■ **The task**: Reproduce every record below exactly as written, leaving out any pictures.

[Start of Data to process]

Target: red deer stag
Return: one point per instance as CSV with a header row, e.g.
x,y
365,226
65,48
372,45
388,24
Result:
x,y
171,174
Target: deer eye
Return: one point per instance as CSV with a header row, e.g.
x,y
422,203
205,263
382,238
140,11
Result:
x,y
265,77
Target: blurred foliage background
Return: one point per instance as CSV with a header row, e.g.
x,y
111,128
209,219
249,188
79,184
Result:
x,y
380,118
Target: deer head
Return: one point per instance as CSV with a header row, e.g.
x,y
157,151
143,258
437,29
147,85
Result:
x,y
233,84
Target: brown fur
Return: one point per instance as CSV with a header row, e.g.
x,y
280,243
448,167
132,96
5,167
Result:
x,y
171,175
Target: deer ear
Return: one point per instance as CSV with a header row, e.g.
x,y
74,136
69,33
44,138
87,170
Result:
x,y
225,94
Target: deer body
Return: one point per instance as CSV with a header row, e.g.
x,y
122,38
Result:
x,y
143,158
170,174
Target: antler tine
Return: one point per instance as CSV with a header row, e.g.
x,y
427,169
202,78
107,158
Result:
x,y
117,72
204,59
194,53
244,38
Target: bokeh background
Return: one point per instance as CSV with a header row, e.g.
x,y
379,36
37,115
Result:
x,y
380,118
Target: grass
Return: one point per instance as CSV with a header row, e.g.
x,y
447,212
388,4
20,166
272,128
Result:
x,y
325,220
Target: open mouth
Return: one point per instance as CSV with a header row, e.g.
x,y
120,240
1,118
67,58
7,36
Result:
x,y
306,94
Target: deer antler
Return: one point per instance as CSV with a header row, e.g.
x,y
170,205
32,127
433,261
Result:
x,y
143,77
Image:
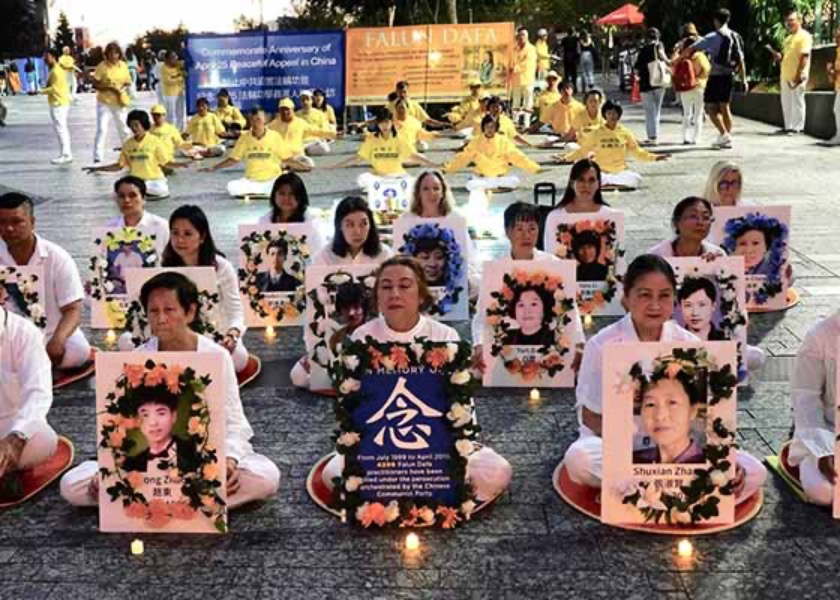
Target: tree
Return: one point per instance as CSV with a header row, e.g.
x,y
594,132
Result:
x,y
63,34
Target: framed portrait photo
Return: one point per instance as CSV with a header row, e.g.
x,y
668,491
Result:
x,y
440,246
669,433
595,242
272,262
161,442
529,317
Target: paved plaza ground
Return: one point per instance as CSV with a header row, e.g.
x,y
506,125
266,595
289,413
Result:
x,y
531,544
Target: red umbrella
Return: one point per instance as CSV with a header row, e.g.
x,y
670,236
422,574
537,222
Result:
x,y
626,15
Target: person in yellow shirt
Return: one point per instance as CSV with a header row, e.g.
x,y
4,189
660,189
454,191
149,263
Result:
x,y
609,146
262,149
795,59
522,75
166,132
145,156
492,155
386,152
204,130
111,80
58,96
231,117
293,131
314,145
173,79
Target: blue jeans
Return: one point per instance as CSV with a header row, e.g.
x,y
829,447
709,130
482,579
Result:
x,y
652,103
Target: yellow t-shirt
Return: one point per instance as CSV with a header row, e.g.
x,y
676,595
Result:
x,y
116,76
385,156
795,46
57,90
172,79
611,147
262,156
492,157
230,115
144,158
170,137
205,130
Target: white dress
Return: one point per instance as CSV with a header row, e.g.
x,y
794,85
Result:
x,y
488,471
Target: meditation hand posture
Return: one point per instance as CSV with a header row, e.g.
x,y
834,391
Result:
x,y
522,230
609,146
144,155
401,295
130,197
649,291
356,239
171,303
262,150
814,408
65,342
26,439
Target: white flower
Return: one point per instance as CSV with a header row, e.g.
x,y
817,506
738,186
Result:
x,y
464,447
718,477
351,362
348,386
460,415
460,377
353,483
348,438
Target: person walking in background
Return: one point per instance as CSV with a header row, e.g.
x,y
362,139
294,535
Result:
x,y
653,68
795,59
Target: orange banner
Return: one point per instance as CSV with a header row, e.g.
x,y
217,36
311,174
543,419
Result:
x,y
438,61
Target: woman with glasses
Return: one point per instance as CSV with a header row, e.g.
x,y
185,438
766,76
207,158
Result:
x,y
692,219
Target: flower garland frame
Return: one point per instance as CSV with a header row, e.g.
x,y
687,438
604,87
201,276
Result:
x,y
698,499
453,361
26,284
200,484
288,309
454,261
606,229
734,228
551,361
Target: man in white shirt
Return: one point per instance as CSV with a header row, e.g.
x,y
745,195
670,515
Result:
x,y
66,345
171,301
26,439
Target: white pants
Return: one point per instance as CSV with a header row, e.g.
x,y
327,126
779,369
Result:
x,y
817,487
247,187
317,148
176,109
627,179
259,479
104,114
793,106
692,103
584,464
488,471
40,445
58,116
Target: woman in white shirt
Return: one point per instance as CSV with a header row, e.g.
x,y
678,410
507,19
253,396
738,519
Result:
x,y
649,291
356,239
401,294
192,245
130,196
171,301
290,204
814,405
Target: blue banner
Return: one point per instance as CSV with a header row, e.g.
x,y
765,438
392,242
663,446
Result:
x,y
260,68
406,438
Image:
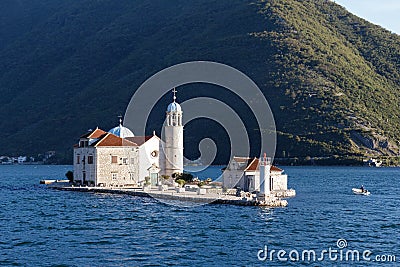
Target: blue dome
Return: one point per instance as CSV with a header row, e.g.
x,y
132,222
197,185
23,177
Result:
x,y
174,107
121,131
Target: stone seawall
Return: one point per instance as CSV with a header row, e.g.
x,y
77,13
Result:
x,y
171,194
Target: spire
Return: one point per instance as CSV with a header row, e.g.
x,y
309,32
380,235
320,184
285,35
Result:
x,y
174,92
120,120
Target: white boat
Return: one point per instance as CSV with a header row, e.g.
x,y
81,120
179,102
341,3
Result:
x,y
358,191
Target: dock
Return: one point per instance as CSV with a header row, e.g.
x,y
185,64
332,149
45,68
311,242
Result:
x,y
172,194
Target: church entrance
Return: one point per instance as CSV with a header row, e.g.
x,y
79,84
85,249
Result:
x,y
154,178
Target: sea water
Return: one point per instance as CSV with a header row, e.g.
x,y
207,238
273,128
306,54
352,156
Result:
x,y
45,227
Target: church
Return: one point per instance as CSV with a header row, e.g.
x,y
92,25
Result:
x,y
118,158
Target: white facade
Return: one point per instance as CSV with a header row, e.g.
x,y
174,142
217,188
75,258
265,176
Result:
x,y
173,131
118,158
253,175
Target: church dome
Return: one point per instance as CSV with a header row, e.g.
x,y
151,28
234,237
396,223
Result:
x,y
121,131
174,107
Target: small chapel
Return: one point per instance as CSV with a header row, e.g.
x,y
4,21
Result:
x,y
118,158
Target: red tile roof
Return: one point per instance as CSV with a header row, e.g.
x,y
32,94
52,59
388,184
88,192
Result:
x,y
276,169
139,140
113,140
253,166
241,159
94,134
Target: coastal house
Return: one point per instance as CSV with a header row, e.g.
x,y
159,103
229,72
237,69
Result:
x,y
249,175
118,158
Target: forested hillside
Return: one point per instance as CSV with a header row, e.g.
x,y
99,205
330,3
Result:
x,y
331,78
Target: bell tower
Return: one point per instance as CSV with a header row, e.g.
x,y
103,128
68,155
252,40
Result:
x,y
173,130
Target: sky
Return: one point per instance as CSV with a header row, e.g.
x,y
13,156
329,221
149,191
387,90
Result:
x,y
382,12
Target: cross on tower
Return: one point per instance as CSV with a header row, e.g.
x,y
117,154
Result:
x,y
174,91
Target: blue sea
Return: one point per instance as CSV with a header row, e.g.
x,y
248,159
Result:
x,y
45,227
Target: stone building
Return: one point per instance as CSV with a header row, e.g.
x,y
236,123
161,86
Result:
x,y
118,158
249,174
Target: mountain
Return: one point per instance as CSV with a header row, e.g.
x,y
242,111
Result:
x,y
332,79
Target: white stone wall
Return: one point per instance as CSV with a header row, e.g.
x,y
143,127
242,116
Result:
x,y
83,166
149,154
173,149
279,181
123,173
232,178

[End of Data to process]

■ **Answer in full**:
Target: red deer stag
Return: one point per instance as CSV with a header row, e.g.
x,y
365,226
65,48
372,45
388,24
Result:
x,y
171,174
Target: deer eye
Return: one point per instance as CSV with a header row, e.g.
x,y
422,203
205,263
382,238
140,11
Result:
x,y
265,77
Target: blurred foliage background
Return: one point per instance as CSV with a header row, e.g.
x,y
111,128
209,219
249,188
79,184
Result:
x,y
380,118
Target: deer head
Return: one point per instance as CSV with a header row, e.g.
x,y
157,151
143,258
437,29
147,85
Result:
x,y
233,84
Target: brown fur
Return: one point per instance as CSV with a header row, e.g.
x,y
280,243
448,167
132,96
5,167
Result:
x,y
171,175
Target: deer ear
Return: one point per instance as CSV with a header row, e.g.
x,y
74,136
69,33
44,138
87,170
Result:
x,y
225,94
Target: deer body
Return: one point per instance as CSV with a header row, e.g.
x,y
122,38
Result:
x,y
143,158
170,174
Target: antler tine
Return: one point per instance as CSV with a header row, e.g.
x,y
427,169
202,78
107,158
Result:
x,y
117,72
204,59
194,53
244,38
Target: bokeh background
Return: one point per instance as CSV with a header row, e.g.
x,y
379,36
37,115
Result:
x,y
380,118
Target: grass
Return: one point per instance as CSV with a header row, e.g.
x,y
447,212
388,4
20,166
272,128
Result:
x,y
325,220
Target: open mouth
Return: one point per instance as CSV with a header row, e.g.
x,y
120,240
1,118
67,58
7,36
Result:
x,y
306,94
Target: deer antler
Return: one point per instance as CSV with a header row, e.g.
x,y
170,205
32,127
433,261
Result:
x,y
143,77
Image:
Target: tree
Return: one point per instance as CSV with a header row, e.g.
x,y
594,132
Result:
x,y
63,34
Target: framed portrait photo
Return: one point per instance as CSV with a header row, e.g.
x,y
668,491
Result:
x,y
440,246
669,433
595,242
272,262
161,442
529,317
Target: paved plaza ground
Return: one point per instance as CSV with a header row, e.g.
x,y
506,125
266,595
289,413
Result:
x,y
531,544
Target: red umbrella
Return: one point per instance as CSV with a header row, e.g.
x,y
670,236
422,574
537,222
Result:
x,y
626,15
Target: person in yellow shirt
Return: one point per instance as CSV with a header row, e.g.
x,y
4,189
660,189
454,191
149,263
Result:
x,y
609,146
262,149
795,59
522,75
166,132
145,156
492,155
386,152
204,130
111,80
58,96
231,117
293,131
314,145
173,79
Target: blue jeans
Return: one point per instance as CSV with a header row, e.g.
x,y
829,447
709,130
482,579
Result:
x,y
652,103
Target: yellow t-shirt
Return: one point per instance as CSV with a header row, e.g.
x,y
676,595
Result:
x,y
116,76
385,156
795,46
57,90
172,79
611,147
262,156
492,157
230,115
144,158
170,137
205,130
Target: white dress
Return: one point per instance as CSV with a header row, e.g.
x,y
794,85
Result:
x,y
488,471
Target: meditation hand posture
Return: one point per instance as CSV with a header row, e.g.
x,y
834,391
Result:
x,y
522,230
609,146
144,155
401,295
130,197
649,291
356,239
171,303
262,150
814,408
65,342
26,439
Target: white flower
Return: one point per instance as CSV with a header row, e.g.
x,y
817,506
738,186
Result:
x,y
464,447
718,477
351,362
348,386
460,415
460,377
353,483
348,438
Target: person walking in background
Return: one point per instance as CSV with a header row, e.g.
x,y
362,139
294,535
Result:
x,y
653,68
795,59
Target: orange banner
Return: one point per instance as CSV with a header row, e.g.
x,y
217,36
311,174
543,419
Result:
x,y
438,61
Target: woman with glasses
Return: one point per instance as CSV with a header row, e.g.
x,y
185,438
766,76
207,158
Result:
x,y
692,219
Target: flower garland frame
Return: one point per instance as CSV with a header row, e.g.
x,y
687,438
604,87
201,276
Result:
x,y
698,499
453,361
26,284
200,484
288,309
454,261
606,229
734,228
551,361
Target: man in white shirt
Return: one point per instance as CSV with a header row, e.g.
x,y
745,195
670,515
Result:
x,y
66,345
171,301
26,439
Target: white pants
Return: one point per instance as CSV with a header row, e.g.
x,y
327,126
779,369
Result:
x,y
817,487
247,187
317,148
176,109
627,179
259,479
104,114
793,106
692,103
584,464
488,471
40,445
58,116
Target: woman in white shirt
Return: one point per instance as CSV with a header row, e.g.
x,y
678,410
507,19
253,396
738,519
Result:
x,y
649,291
356,239
401,294
192,245
130,196
171,301
290,204
814,405
Target: blue banner
Return: one point per instance as CSV with a header row, e.g.
x,y
765,438
392,242
663,446
Result:
x,y
260,68
406,438
Image:
Target: blue dome
Return: one point per instance as CSV with a header row, e.g.
x,y
132,222
197,185
23,177
Result:
x,y
174,107
121,131
Target: stone seawall
Return: one point per instance as CSV with a header row, e.g.
x,y
77,13
Result:
x,y
171,194
Target: spire
Return: one point per instance as CSV with a header row, e.g.
x,y
309,32
380,235
320,184
285,35
Result:
x,y
174,92
120,120
Target: white boat
Return: one point per instance as CSV with a header row, e.g.
x,y
81,120
179,102
341,3
Result:
x,y
358,191
Target: dock
Return: one point per instance as CSV with a header row, e.g.
x,y
185,64
332,149
45,68
311,242
Result:
x,y
172,194
Target: church entrance
Return: one point per instance as CSV with a header row, e.g.
x,y
79,84
85,249
Result:
x,y
154,178
Target: sea water
Return: one point per instance as CSV with a header row, e.g.
x,y
207,238
273,128
306,54
352,156
Result:
x,y
45,227
Target: church
Return: one point per instance as CSV with a header row, e.g.
x,y
92,25
Result:
x,y
118,158
Target: white facade
Return: one point per instance as CSV with a header row, e.g.
x,y
174,142
217,188
75,258
265,176
Result:
x,y
173,131
118,158
253,175
Target: church dome
Return: one point per instance as CSV with a header row, e.g.
x,y
151,28
234,237
396,223
Result:
x,y
121,131
174,107
Target: small chapel
Return: one point per instance as CSV with a header row, e.g.
x,y
4,21
Result:
x,y
118,158
Target: red tile roof
Return: one point per instance as CSV with a header row, e.g.
x,y
32,94
52,59
388,184
88,192
Result:
x,y
276,169
139,140
113,140
253,166
241,159
94,134
Target: coastal house
Return: one point per instance as CSV with a header row, e.g.
x,y
159,103
229,72
237,69
Result:
x,y
249,175
118,158
Target: forested hillside
Return: one point per instance as CSV with a header row, e.g.
x,y
99,205
330,3
Result:
x,y
331,78
Target: bell tower
Return: one point per instance as CSV with a header row, e.g.
x,y
103,128
68,155
252,40
Result:
x,y
173,130
Target: sky
Return: one point per instance as CSV with a header row, e.g.
x,y
13,156
329,221
149,191
387,90
Result:
x,y
382,12
Target: cross on tower
Return: one point per instance as CSV with a header row, e.g.
x,y
117,154
Result:
x,y
174,91
Target: blue sea
Return: one point per instance as CSV with a header row, e.g.
x,y
248,159
Result:
x,y
45,227
Target: stone building
Return: one point per instance as CSV with a header row, e.g.
x,y
236,123
161,86
Result:
x,y
118,158
249,174
Target: mountain
Return: one point per instance as CSV with a header row, e.g.
x,y
242,111
Result:
x,y
332,79
Target: white stone wall
Return: one point per instance as CSV with a header row, e.g.
x,y
143,127
242,116
Result:
x,y
83,166
149,154
173,149
279,181
123,173
232,178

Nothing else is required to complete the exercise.